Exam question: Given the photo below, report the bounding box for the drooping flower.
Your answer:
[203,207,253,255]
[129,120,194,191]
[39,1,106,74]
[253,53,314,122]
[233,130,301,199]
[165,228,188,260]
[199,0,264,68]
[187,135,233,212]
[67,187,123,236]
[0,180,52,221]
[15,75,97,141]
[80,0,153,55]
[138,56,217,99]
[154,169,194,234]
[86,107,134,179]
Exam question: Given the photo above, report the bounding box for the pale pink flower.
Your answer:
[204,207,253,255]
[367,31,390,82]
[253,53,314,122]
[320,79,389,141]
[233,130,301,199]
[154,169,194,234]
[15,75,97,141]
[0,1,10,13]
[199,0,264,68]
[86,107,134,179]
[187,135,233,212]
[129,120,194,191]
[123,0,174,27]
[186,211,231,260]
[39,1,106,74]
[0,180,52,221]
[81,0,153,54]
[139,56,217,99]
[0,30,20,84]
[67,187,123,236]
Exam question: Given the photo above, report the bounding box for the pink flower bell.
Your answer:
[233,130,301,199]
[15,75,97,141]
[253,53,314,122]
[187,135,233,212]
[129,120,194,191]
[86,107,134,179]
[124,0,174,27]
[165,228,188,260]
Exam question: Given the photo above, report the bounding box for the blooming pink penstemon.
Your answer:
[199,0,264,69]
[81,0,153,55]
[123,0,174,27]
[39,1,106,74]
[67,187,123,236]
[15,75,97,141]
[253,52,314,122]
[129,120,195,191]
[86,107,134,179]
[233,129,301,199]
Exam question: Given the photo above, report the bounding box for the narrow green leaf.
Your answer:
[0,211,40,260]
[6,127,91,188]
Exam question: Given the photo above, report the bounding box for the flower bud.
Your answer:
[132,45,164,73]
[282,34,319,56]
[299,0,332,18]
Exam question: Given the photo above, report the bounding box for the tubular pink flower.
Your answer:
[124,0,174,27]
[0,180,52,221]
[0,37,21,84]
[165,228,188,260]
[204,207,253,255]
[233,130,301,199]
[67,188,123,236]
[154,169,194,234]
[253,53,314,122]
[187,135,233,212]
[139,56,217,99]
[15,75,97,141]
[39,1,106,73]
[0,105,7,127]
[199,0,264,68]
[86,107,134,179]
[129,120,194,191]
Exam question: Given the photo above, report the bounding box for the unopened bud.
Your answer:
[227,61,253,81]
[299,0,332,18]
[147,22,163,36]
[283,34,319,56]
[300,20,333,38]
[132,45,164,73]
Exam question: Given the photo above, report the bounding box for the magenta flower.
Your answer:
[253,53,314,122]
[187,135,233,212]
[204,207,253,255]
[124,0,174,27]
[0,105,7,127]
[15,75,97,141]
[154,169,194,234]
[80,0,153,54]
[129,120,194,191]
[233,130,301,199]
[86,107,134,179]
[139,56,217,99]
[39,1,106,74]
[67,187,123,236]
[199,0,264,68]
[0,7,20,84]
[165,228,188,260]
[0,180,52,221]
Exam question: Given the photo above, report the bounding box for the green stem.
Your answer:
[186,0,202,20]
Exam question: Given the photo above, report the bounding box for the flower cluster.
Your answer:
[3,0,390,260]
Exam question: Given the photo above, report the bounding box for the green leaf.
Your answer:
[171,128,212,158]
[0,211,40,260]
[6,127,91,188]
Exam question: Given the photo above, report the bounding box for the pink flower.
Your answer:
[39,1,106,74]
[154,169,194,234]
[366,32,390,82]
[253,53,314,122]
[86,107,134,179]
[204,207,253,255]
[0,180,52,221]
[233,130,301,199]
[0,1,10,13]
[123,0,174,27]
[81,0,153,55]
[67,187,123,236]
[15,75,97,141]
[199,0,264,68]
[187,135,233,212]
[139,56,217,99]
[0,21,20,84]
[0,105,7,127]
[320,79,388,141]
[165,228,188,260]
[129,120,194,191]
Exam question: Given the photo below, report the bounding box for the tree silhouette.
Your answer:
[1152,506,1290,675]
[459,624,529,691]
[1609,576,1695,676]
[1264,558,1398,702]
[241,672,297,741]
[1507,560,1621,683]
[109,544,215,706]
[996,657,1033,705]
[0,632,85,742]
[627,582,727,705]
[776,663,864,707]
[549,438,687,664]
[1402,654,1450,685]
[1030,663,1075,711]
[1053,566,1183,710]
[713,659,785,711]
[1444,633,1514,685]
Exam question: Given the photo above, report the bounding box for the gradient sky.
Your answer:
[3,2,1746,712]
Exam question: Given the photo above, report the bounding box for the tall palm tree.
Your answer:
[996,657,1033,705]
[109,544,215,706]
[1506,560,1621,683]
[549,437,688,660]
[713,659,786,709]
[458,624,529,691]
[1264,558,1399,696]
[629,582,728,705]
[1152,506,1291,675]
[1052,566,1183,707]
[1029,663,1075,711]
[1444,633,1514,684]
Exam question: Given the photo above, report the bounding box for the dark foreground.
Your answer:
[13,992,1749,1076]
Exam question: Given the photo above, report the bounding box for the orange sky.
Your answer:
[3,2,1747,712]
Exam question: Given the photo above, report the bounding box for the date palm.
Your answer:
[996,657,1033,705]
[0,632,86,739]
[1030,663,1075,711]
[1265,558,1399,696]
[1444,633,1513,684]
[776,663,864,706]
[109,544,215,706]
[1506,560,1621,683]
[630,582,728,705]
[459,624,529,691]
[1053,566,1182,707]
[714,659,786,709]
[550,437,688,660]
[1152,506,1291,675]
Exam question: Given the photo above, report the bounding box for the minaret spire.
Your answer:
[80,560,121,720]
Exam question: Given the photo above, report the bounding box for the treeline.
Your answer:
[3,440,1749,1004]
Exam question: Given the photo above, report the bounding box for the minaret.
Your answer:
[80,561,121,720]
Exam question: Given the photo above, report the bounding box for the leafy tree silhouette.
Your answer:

◇ ◇ ◇

Activity: Transcribe the entries above word for word, from the first line through the line containing "pale pink flower.", and nothing else.

Problem solution:
Exam question: Given the photo below, report the bounding box for the drooping flower.
Your answer:
[203,207,253,255]
[129,120,194,191]
[39,1,106,74]
[253,53,314,122]
[233,130,301,199]
[165,228,188,260]
[199,0,264,68]
[187,135,233,212]
[67,187,123,236]
[0,180,52,221]
[15,75,97,141]
[80,0,153,55]
[138,56,217,99]
[154,169,194,234]
[86,107,134,179]
Exam question: Given the photo above, report the bounding box for the pale pink flower.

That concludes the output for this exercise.